# [Directions]
Print the listing as it stands, omitting all images.

=== Begin Enclosure ===

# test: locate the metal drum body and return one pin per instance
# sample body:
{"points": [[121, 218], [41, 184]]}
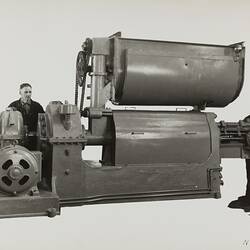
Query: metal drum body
{"points": [[172, 73], [173, 154]]}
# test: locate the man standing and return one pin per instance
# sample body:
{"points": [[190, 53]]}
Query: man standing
{"points": [[29, 110]]}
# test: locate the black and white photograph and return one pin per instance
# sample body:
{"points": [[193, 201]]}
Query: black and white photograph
{"points": [[125, 125]]}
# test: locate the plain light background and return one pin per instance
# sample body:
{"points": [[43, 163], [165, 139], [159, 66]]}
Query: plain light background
{"points": [[39, 41]]}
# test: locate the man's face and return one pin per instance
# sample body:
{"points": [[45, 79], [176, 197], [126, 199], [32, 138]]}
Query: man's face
{"points": [[25, 93]]}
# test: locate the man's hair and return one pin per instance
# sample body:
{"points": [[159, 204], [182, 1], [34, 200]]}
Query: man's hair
{"points": [[23, 85]]}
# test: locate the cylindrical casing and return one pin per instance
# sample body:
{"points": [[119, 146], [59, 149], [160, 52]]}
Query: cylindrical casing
{"points": [[171, 73], [11, 125]]}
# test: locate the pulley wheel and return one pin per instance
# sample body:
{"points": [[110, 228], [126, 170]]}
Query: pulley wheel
{"points": [[18, 169]]}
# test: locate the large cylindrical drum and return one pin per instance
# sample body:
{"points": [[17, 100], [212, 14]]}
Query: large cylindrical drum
{"points": [[179, 74]]}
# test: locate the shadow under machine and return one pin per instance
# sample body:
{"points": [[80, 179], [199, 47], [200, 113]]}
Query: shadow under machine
{"points": [[146, 154]]}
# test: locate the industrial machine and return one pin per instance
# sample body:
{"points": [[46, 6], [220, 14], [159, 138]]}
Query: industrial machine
{"points": [[147, 154]]}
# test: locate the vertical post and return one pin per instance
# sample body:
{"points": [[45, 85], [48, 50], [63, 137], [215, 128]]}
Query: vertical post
{"points": [[97, 81]]}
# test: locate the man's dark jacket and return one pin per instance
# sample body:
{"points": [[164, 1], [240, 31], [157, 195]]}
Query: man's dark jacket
{"points": [[29, 119]]}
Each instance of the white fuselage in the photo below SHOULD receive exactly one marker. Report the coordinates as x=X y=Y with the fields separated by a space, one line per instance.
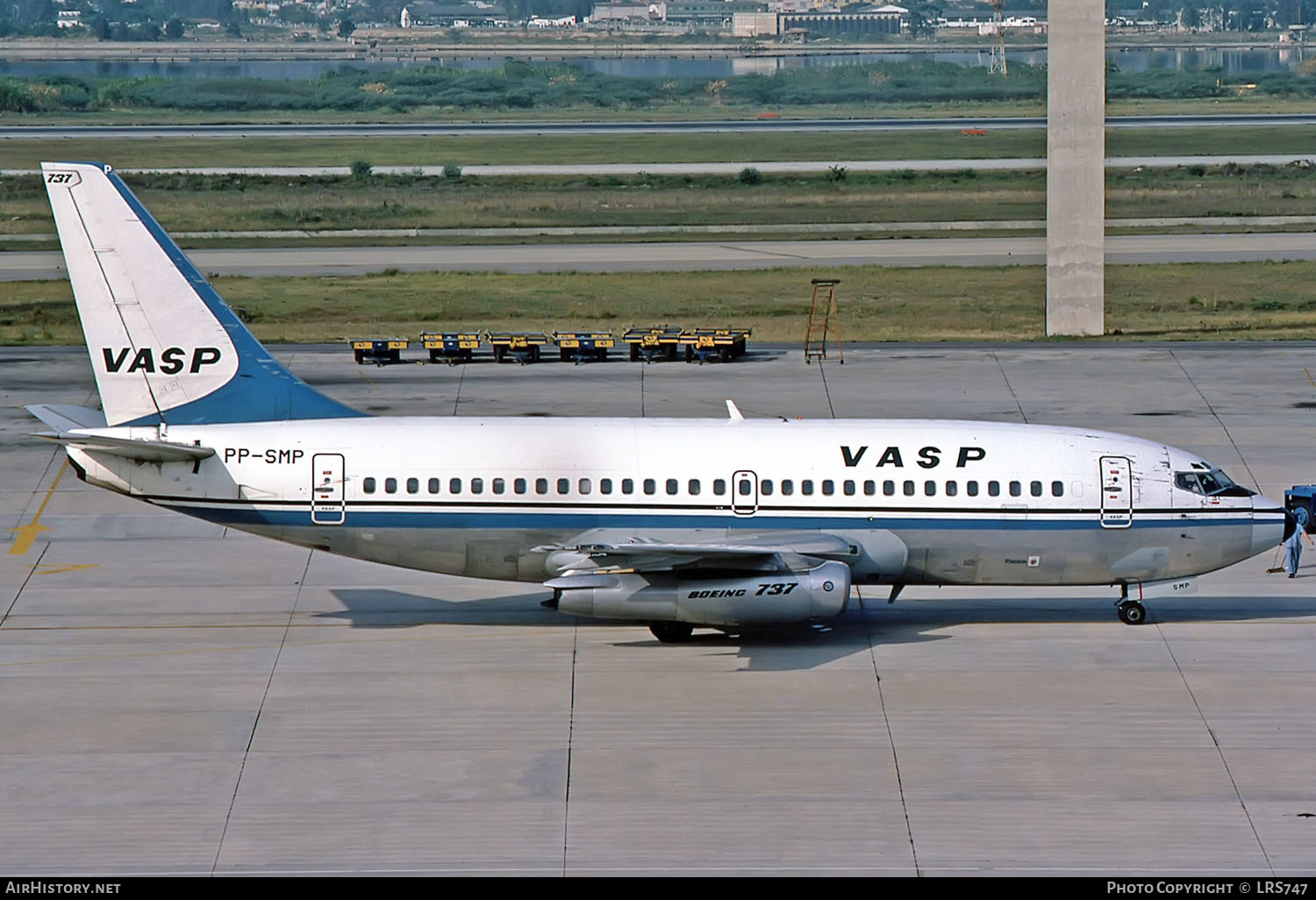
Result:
x=919 y=502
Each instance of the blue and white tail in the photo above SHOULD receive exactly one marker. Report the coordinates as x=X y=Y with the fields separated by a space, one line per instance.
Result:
x=165 y=347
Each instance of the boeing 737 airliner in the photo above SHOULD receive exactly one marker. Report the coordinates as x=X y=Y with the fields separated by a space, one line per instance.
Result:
x=674 y=523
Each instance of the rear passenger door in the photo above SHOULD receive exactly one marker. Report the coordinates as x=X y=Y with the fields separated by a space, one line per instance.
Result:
x=1116 y=492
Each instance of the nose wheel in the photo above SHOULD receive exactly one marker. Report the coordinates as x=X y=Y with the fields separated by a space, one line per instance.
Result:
x=1132 y=612
x=671 y=632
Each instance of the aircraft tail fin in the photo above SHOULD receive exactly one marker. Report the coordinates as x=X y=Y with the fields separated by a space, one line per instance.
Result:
x=163 y=345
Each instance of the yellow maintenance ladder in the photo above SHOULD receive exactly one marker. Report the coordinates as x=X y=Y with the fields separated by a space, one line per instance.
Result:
x=824 y=321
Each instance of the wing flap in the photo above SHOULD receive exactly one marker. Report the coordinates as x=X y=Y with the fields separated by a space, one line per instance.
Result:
x=762 y=553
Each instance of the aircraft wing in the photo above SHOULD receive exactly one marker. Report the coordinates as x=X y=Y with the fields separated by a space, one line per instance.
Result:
x=760 y=553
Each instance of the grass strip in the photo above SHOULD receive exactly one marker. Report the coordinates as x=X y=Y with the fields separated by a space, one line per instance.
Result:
x=579 y=149
x=1226 y=302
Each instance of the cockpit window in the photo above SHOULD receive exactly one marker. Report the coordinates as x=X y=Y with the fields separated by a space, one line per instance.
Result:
x=1212 y=483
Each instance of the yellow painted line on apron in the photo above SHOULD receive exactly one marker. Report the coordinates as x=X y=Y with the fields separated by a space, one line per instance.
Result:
x=28 y=533
x=70 y=568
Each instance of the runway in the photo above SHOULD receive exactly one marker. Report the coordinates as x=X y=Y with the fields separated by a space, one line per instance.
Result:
x=771 y=168
x=697 y=255
x=687 y=126
x=183 y=699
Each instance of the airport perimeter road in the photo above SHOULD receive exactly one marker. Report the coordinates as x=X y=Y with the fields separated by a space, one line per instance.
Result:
x=752 y=125
x=179 y=697
x=697 y=255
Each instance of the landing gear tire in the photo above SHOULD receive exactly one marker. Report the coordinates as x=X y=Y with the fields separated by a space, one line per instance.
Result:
x=671 y=632
x=1132 y=612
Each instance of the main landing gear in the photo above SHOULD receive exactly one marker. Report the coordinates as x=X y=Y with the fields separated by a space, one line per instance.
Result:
x=671 y=632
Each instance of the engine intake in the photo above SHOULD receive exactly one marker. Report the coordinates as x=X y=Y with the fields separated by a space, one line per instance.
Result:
x=760 y=599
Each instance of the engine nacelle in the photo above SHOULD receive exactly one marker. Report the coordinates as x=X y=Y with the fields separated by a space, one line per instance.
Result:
x=762 y=599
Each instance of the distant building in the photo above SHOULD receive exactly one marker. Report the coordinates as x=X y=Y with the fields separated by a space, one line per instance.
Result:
x=421 y=13
x=621 y=13
x=563 y=21
x=755 y=24
x=719 y=13
x=821 y=23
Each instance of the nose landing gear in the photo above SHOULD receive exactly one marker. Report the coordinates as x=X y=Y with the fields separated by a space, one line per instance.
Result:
x=1132 y=612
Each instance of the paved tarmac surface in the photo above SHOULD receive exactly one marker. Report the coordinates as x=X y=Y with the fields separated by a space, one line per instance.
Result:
x=752 y=125
x=697 y=255
x=584 y=170
x=182 y=699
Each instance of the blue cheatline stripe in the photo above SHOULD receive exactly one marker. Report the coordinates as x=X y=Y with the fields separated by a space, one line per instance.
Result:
x=231 y=515
x=262 y=389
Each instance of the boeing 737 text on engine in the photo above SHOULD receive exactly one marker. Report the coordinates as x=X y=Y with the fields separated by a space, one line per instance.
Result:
x=674 y=523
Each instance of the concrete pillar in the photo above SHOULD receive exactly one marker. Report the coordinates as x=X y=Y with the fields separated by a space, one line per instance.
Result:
x=1076 y=173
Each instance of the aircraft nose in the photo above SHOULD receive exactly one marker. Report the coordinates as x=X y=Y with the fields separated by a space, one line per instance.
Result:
x=1270 y=524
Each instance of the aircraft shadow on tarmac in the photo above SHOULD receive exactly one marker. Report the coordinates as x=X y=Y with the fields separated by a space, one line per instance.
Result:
x=868 y=623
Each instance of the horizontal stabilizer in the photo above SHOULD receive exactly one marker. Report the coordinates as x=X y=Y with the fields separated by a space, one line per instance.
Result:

=== End Enclosure ===

# [Response to this task]
# test: locate the metal drum body and return one pin per instance
# sample body:
{"points": [[121, 218], [41, 184]]}
Query: metal drum body
{"points": [[172, 73], [173, 154]]}
# test: locate the man standing and return one pin per instance
# sample body:
{"points": [[190, 53]]}
Query: man standing
{"points": [[29, 110]]}
# test: locate the black and white photograph and return one pin per instance
# sample body:
{"points": [[193, 201]]}
Query: black and white photograph
{"points": [[125, 125]]}
# test: locate the plain light background and return one pin per instance
# sample body:
{"points": [[43, 163], [165, 139], [159, 66]]}
Query: plain light background
{"points": [[39, 41]]}
# test: locate the man's face and return one pin per instance
# sample body:
{"points": [[45, 79], [176, 197], [126, 199], [32, 138]]}
Query: man's face
{"points": [[25, 93]]}
# test: locate the man's hair and return one pin per instance
# sample body:
{"points": [[159, 204], [182, 1], [34, 200]]}
Query: man's hair
{"points": [[23, 85]]}
# test: locate the cylindrical casing and return one pin per instance
# sample body:
{"points": [[119, 146], [59, 149], [160, 52]]}
Query: cylindrical casing
{"points": [[171, 73], [11, 125]]}
# test: locate the pulley wheel and return one pin per instance
# sample body:
{"points": [[110, 228], [126, 170]]}
Query: pulley wheel
{"points": [[18, 169]]}
# test: locate the large cylindrical drum and return one pin per instance
# sample body:
{"points": [[17, 100], [212, 14]]}
Query: large cylindrical drum
{"points": [[179, 74]]}
# test: locate the shadow under machine and return one pin per instance
# sample body:
{"points": [[80, 179], [199, 47], [200, 113]]}
Query: shadow under machine
{"points": [[146, 154]]}
# test: locate the industrial machine and return one pin per instance
# sample body:
{"points": [[46, 6], [220, 14], [159, 138]]}
Query: industrial machine
{"points": [[147, 154]]}
# test: locate the vertical post and return one pin per instance
# sample body:
{"points": [[45, 85], [48, 50], [63, 137], [215, 128]]}
Query: vertical post
{"points": [[97, 81]]}
# test: locate the man's dark jacket and return one pin per instance
# sample body:
{"points": [[164, 1], [240, 31], [157, 195]]}
Query: man's dark jacket
{"points": [[29, 119]]}
Each instance of the white fuselage in the photo below SHOULD receive exactly one marker. Report the coordinates as x=X y=Y with the fields separated by a space, one line per instance.
Result:
x=919 y=502
Each instance of the blue and white tail in the photo above SHOULD receive exactly one marker. Report the coordinates as x=X y=Y with the fields separated by a space, one line per instance.
Result:
x=165 y=347
Each instance of the boeing 737 airliner in the photo above SHOULD receive exactly one marker. Report the coordinates as x=X y=Y with the fields separated by a space, one line per instance.
Result:
x=674 y=523
Each instance of the rear passenger door in the photo above SHOULD receive exactly one marker. Report the coordinates as x=X y=Y with the fields separated by a space, one line per instance.
Result:
x=1116 y=492
Each instance of the nose wheel in the photo above SHOULD receive exactly one marker. Report the coordinates as x=X y=Y with the fields separated by a space, one line per instance.
Result:
x=1132 y=612
x=671 y=632
Each instance of the aircraft tail fin in the photo above SHOULD receive exactly one marker. Report the coordinates as x=X y=Y with the fields separated by a space, one line per instance.
Result:
x=163 y=345
Each instance of the yellow maintenance ladder in the photo above SHOULD receive exactly one marker. Report the coordinates as x=X y=Y with the fields separated by a space, one line per instance.
Result:
x=824 y=321
Each instance of the wing flap in the photo above SHOULD receive exactly one marker. Report the coordinates as x=X y=Y with the fields separated by a space, one line per instance.
Result:
x=762 y=553
Each instance of the aircraft wing in the photo above SHOULD receive exactly one marker. Report the coordinates as x=X y=Y with the fields separated by a space, one line per instance.
Result:
x=760 y=553
Each instance of the grass strip in the photo above SHOULD receive exactly one marker. Report the coordinates as x=X y=Y with the fields separated by a space, one line per instance.
Result:
x=579 y=149
x=1226 y=302
Each instance of the cockpit window in the photo above SHOULD receive exactly one marker. Report the coordinates as x=X y=Y with the fields separated by a space, one line per instance.
Result:
x=1212 y=483
Each instance of the yellow painted line on apron in the photo above SHOULD receive exactly one marker. Report the coordinates as x=X y=Y with the fields separated by a space, one line per instance.
Result:
x=28 y=533
x=70 y=568
Each instance of the runway in the photo above SHOULD receive exactly one marker. Report the coordinates as x=X y=Y with the fields separated by a space, one line per instance.
Result:
x=771 y=168
x=697 y=255
x=687 y=126
x=183 y=699
Each instance of the airport perimeter road in the photo above SHOULD receive exactly one marker. Report the coordinates as x=X y=Y with the fields separated by a space, one line per instance.
Result:
x=752 y=125
x=179 y=697
x=697 y=255
Each instance of the landing gear tire in the photo above SHOULD receive exactly one marker. Report the coordinates as x=X y=Y with the fields separated by a space, one line per instance.
Result:
x=671 y=632
x=1132 y=612
Each instance of the main landing gear in the photo above SHOULD receive exactly one marker. Report the coordinates as x=X y=Y with the fields separated by a space, one line per instance.
Result:
x=671 y=632
Each instance of the engine intake in the photo above SHOULD receive exactly one marker. Report the coordinates as x=X y=Y with the fields separated by a space, one line per instance.
Result:
x=760 y=599
Each instance of the engine nacelle in the photo above SHOULD receive exactly one marker. Report the coordinates as x=X y=Y with the fields separated by a space, one line per instance.
Result:
x=762 y=599
Each instance of the distant building in the photo above SHOULD receive exactly one marker. Report the coordinates as x=X y=Y with the fields separated by a space, one line per instance.
Result:
x=421 y=13
x=621 y=13
x=563 y=21
x=755 y=24
x=719 y=13
x=821 y=23
Each instance of the nose landing gear in the photo above SHOULD receive exactly one marker. Report the coordinates as x=X y=Y with the fields separated by a space, one line per instance.
Result:
x=1132 y=612
Each instance of the paved tarmac surface in the photo above SHOULD receive exactly one marker. Report the coordinates as x=X y=Y with the fields separated by a space, one line per instance.
Result:
x=752 y=125
x=697 y=255
x=584 y=170
x=182 y=699
Each instance of the blue cheatline stripe in the photo above SHOULD receive exactly one marker. Report the coordinates as x=X y=Y with the fields separated by a space, one line per instance.
Result:
x=231 y=515
x=262 y=389
Each instance of the boeing 737 text on engine in the photo above SHOULD receive exactly one marker. Report the coordinates as x=X y=Y with the fields separated by a space, one line per instance.
Result:
x=674 y=523
Each instance of the concrete pillar in the photo above SHOULD receive exactly one marker. Report the coordinates as x=X y=Y with the fields separated by a space, one line per instance.
Result:
x=1076 y=173
Each instance of the aircraft nose in the photo above SHOULD receive exactly one marker. Report the coordinates as x=X y=Y with the fields separated by a space, one line per instance.
Result:
x=1270 y=524
Each instance of the aircraft shadow on tarmac in the photo above SHOULD receive exactly one marker. Report the coordinates as x=X y=Y with the fields separated by a space, one line per instance.
Result:
x=868 y=623
Each instance of the horizontal stabilizer in the photo above SHOULD receive exactly one marker. Report the coordinates as x=X y=Y with the fields separated by a space, one line per instance.
Result:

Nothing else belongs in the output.